## What is being asked
Begin at the line that contains "In this exercise you will mark the tan" and repeat every line from there to the end of the records below, inclusive, without adding any other line.

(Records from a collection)
[Start of section]
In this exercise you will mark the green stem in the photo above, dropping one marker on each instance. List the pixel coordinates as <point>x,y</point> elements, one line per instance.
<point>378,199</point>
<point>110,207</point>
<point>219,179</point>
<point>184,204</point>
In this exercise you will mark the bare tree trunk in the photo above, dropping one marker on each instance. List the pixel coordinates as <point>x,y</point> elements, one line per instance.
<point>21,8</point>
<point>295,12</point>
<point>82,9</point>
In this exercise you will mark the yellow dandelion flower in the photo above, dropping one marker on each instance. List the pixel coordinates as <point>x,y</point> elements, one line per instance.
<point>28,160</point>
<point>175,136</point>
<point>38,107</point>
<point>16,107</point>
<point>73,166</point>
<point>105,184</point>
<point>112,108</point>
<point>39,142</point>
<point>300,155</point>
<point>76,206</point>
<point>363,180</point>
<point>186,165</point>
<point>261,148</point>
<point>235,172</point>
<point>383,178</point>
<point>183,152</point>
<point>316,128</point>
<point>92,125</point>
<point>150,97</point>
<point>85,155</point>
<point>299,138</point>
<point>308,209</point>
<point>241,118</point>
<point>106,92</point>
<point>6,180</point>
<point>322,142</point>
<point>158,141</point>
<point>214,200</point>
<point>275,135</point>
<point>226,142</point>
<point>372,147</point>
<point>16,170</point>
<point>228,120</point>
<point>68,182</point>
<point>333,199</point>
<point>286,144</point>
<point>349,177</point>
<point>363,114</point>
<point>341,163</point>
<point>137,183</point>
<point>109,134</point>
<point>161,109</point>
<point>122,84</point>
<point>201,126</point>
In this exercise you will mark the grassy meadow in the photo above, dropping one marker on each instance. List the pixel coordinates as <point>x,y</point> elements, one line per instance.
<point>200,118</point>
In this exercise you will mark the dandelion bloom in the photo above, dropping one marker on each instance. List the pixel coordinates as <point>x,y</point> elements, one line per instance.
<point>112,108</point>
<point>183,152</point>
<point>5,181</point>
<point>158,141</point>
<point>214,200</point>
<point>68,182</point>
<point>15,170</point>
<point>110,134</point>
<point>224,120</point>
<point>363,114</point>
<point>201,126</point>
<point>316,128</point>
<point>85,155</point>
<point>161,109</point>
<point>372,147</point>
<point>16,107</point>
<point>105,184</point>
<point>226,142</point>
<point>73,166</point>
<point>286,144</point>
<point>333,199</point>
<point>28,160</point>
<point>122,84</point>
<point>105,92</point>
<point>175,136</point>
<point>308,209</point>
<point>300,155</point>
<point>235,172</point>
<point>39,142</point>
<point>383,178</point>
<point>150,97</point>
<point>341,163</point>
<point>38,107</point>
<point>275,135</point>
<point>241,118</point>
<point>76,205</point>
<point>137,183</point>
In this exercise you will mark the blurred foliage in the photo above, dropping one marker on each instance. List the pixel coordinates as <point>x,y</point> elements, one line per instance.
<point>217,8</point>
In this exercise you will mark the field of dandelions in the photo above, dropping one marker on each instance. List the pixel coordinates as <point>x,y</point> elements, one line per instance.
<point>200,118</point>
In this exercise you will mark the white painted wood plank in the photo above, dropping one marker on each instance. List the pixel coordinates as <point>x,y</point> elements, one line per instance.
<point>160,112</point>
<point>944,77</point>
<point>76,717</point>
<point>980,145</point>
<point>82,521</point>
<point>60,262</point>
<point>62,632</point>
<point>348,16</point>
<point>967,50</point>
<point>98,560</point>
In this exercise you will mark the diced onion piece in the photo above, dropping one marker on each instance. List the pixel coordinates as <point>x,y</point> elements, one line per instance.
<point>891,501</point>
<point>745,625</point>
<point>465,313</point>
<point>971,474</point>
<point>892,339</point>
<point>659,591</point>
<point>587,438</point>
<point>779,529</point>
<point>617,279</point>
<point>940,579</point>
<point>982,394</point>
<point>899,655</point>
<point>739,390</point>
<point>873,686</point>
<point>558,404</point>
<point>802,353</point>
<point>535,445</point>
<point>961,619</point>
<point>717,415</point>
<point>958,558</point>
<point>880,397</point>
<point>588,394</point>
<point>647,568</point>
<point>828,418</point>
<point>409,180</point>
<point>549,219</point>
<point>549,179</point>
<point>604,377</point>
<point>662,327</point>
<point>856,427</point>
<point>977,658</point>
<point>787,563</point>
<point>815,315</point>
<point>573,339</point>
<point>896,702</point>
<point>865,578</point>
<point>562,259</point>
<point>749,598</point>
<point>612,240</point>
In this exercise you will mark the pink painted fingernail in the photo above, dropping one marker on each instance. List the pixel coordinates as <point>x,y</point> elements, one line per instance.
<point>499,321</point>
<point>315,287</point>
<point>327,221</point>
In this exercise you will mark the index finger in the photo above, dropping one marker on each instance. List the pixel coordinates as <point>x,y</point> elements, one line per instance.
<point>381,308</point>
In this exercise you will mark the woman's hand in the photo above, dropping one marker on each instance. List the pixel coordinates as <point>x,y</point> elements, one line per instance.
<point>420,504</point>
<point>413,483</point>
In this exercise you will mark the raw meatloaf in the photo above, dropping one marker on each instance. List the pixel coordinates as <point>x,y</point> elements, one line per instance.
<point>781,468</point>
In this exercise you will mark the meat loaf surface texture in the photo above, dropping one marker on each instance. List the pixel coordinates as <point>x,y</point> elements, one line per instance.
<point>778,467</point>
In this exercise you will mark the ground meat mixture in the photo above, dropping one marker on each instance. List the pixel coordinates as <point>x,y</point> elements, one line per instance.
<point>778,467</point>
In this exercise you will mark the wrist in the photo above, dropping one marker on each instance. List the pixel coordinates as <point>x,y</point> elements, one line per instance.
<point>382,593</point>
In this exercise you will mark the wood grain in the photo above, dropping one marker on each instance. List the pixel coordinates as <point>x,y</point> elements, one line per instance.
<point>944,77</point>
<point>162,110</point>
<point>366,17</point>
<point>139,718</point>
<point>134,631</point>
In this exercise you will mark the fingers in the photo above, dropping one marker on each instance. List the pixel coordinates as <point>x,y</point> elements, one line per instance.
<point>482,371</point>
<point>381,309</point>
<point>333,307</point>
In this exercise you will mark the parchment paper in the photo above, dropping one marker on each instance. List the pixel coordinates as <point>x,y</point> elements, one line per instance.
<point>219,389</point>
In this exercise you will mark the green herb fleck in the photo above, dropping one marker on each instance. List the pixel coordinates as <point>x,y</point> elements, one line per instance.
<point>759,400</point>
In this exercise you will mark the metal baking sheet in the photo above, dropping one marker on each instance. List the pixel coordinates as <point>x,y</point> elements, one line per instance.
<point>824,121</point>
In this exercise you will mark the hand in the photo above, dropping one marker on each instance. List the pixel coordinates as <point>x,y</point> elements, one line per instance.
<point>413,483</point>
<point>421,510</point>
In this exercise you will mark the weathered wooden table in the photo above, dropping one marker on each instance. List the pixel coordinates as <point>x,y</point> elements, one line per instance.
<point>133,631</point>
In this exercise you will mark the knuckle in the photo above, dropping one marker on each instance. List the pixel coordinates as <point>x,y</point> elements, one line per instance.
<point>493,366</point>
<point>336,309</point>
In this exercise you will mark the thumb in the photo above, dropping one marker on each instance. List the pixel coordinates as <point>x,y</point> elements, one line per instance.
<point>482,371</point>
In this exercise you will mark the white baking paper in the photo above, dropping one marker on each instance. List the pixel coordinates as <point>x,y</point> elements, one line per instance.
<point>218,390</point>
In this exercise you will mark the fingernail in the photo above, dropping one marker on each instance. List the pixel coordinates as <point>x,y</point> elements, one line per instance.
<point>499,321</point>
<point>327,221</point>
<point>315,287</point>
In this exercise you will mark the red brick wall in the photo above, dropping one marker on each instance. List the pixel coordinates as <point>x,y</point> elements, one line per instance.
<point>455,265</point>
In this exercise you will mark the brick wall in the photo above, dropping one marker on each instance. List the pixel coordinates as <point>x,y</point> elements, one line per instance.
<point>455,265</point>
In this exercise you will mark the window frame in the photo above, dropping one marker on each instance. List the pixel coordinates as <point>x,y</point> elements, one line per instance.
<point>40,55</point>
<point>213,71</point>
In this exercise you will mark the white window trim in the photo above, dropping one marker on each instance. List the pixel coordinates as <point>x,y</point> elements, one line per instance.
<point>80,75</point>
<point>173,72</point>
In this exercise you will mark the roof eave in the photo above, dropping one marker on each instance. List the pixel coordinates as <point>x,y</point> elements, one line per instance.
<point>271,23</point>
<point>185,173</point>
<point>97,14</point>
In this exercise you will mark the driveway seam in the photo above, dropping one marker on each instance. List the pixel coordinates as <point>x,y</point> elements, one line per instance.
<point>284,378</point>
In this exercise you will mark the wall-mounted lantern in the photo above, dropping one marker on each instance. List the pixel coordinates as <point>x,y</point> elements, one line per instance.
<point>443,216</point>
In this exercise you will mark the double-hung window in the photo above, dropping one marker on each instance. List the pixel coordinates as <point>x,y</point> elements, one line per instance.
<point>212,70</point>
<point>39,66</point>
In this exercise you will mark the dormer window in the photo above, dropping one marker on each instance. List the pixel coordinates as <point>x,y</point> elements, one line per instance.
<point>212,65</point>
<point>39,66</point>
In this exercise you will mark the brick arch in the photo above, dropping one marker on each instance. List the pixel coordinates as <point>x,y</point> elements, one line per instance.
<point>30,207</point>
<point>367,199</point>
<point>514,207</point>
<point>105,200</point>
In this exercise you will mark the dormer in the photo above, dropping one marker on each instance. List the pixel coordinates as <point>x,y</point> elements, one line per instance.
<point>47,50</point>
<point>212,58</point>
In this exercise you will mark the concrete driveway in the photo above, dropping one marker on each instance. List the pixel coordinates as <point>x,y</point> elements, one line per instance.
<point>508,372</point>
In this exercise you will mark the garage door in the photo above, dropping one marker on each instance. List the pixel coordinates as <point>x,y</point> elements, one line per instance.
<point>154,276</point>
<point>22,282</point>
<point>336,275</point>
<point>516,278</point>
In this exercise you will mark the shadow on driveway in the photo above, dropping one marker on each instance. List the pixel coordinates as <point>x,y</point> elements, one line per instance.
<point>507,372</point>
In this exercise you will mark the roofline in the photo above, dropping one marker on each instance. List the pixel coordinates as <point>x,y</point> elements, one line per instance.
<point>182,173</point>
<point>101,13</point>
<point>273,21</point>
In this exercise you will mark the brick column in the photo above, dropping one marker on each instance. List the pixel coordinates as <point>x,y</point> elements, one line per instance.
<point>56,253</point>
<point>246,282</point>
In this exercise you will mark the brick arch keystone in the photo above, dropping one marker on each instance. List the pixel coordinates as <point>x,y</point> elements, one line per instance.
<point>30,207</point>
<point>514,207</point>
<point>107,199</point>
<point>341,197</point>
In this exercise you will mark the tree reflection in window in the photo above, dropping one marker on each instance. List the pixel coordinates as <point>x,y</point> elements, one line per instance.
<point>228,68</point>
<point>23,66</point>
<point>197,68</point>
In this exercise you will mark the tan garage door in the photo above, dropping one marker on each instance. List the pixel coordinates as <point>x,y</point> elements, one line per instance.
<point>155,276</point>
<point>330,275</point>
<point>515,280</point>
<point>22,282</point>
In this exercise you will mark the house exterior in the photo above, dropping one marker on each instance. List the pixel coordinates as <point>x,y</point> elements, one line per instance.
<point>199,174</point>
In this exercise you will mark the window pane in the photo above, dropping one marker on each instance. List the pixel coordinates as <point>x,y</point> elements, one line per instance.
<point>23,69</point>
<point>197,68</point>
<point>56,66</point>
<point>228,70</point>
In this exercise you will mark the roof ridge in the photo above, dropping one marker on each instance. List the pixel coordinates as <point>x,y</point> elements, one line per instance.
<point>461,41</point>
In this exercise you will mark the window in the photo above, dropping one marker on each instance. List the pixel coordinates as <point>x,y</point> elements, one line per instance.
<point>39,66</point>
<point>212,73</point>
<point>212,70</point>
[End of section]
## Task result
In this exercise you will mark the tan garage door in the photo above, dropping one marker on each instance. List the pixel coordinates as <point>x,y</point> elements, one line per instance.
<point>155,276</point>
<point>330,275</point>
<point>515,280</point>
<point>22,282</point>
In this exercise you will mark the house exterior in the photo above, dropping one marker on each instance. List the pixel coordinates as <point>x,y</point> elements, one line per instance.
<point>199,174</point>
In this exercise you will mark the window pane in the photo above, dropping one marker on each instance. List the pixel coordinates as <point>x,y</point> elements, one line per instance.
<point>23,69</point>
<point>197,68</point>
<point>56,66</point>
<point>228,70</point>
In this exercise you will mark the roof ridge in the photo above, dropping one marker on each instance. List the pixel coordinates as <point>x,y</point> elements, one line per instance.
<point>461,41</point>
In this exercise you will mark the window in the photo above, dropping one marker on each instance. List the pixel coordinates as <point>x,y</point> elements, one line per instance.
<point>39,66</point>
<point>212,73</point>
<point>212,70</point>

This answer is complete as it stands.